(Excerpt from a dataset)
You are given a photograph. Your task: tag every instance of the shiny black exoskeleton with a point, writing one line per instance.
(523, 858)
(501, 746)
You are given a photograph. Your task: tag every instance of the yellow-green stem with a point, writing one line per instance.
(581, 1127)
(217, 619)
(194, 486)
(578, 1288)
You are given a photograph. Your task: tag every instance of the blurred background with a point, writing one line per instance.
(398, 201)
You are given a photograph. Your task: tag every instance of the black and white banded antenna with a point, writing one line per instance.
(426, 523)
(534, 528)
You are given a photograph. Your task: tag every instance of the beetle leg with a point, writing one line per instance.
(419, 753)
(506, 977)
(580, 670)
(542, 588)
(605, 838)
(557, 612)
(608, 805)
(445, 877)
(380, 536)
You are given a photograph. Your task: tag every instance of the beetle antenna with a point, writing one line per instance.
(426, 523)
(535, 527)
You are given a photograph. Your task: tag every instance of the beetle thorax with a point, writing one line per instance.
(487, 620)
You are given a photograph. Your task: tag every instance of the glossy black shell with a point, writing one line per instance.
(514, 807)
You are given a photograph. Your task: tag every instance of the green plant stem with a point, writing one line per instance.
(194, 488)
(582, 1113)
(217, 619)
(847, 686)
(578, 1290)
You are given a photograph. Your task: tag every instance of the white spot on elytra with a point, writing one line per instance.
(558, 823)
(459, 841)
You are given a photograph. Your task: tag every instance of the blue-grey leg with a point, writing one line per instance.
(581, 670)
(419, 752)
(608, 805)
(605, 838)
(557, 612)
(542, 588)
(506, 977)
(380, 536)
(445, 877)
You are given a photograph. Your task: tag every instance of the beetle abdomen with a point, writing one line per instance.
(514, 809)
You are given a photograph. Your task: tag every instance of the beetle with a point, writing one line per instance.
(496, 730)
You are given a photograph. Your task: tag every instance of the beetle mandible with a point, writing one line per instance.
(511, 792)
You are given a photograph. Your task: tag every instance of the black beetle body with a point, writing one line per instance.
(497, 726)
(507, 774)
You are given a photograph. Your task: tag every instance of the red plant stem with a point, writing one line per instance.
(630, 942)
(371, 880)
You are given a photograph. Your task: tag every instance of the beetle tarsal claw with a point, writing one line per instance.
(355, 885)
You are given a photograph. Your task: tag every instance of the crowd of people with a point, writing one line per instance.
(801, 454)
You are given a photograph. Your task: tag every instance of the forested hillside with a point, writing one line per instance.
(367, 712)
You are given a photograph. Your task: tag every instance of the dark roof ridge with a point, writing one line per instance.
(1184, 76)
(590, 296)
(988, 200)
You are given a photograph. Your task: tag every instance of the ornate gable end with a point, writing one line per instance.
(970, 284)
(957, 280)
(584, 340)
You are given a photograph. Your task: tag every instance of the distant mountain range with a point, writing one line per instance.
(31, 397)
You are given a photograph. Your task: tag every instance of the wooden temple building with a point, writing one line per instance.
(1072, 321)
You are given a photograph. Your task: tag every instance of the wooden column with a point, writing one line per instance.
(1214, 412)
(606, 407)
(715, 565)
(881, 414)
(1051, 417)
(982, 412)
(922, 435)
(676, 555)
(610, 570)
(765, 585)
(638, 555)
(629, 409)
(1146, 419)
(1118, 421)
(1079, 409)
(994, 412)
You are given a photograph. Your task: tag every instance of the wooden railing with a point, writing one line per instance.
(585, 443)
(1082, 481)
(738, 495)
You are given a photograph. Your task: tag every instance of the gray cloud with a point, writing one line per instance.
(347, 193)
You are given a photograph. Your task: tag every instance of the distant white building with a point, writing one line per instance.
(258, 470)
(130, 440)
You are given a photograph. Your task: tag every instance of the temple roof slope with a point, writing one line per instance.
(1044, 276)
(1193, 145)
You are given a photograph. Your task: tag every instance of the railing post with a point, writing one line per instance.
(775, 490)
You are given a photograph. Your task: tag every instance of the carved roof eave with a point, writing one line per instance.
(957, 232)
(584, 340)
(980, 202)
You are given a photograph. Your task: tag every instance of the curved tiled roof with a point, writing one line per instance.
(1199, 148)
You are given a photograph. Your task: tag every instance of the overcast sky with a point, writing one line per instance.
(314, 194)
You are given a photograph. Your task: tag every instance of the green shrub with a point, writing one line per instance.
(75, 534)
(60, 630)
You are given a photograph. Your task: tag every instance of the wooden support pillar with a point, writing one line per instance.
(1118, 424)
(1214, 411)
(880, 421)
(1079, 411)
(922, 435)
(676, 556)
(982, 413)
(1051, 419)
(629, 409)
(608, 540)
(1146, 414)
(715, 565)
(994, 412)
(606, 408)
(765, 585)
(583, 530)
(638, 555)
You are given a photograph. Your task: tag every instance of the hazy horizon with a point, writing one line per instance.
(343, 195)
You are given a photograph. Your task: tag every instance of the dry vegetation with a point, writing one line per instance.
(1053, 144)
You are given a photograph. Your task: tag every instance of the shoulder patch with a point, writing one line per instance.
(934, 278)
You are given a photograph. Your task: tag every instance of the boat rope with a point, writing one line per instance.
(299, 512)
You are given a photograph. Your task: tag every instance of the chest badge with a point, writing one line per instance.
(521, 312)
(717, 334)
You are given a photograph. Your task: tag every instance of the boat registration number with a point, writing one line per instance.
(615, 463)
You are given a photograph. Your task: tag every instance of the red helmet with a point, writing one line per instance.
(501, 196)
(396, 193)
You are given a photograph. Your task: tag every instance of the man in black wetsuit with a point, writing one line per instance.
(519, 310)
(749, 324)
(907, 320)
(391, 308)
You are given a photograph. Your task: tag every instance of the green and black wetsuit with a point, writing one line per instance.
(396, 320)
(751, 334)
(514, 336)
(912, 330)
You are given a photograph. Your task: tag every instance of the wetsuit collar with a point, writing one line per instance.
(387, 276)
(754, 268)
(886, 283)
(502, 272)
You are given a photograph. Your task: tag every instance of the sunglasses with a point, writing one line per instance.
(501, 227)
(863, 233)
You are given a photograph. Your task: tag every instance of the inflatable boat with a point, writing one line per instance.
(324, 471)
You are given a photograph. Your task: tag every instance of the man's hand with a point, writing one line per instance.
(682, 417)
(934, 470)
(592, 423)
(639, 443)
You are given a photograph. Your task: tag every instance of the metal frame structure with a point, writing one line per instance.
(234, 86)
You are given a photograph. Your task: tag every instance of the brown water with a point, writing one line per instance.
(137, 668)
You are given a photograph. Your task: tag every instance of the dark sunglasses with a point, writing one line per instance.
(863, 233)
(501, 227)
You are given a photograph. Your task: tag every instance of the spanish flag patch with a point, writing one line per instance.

Requirement -> Can you reproduce, word for word, every line of the records from the line containing "man in black" through the end of the records?

Exercise output ->
You are given a photograph. Your task: tag every instance of the man in black wetsuit with a point, writing one line per instance.
(519, 310)
(749, 324)
(907, 320)
(391, 308)
You are given a photograph. Your task: tag every instance of the green and black wetsuit with a point, writing one line per instance.
(396, 320)
(751, 334)
(514, 336)
(912, 330)
You are given a photograph. Your task: tag every instance of the wetsuit collar with a point, writing one line per instance.
(387, 276)
(754, 268)
(886, 283)
(502, 272)
You are given a photograph. Your task: tag every instance of the sunglasses with a point, writing one line per instance.
(501, 227)
(863, 233)
You are given a photograph. Your task: tag every instance of the inflatable boat with a point, writing one line per instance.
(324, 471)
You are given a photograph. Your task: tag every instance of the man's hand with a point, writing one line per instance.
(682, 417)
(934, 470)
(592, 423)
(639, 443)
You are given a photograph. Your task: tag every instance of the metal frame structure with a point, writing one line per instance.
(234, 86)
You are given a photograph. Your task: tag every instance of the brown water with a point, writing one line per instance.
(137, 668)
You are given a photograph. Your task: tag every instance of the dark sunglasses with a point, writing one line per instance.
(863, 233)
(501, 227)
You are given a photograph. Your task: tag every instance of the spanish flag patch with a point, writing one line per instance.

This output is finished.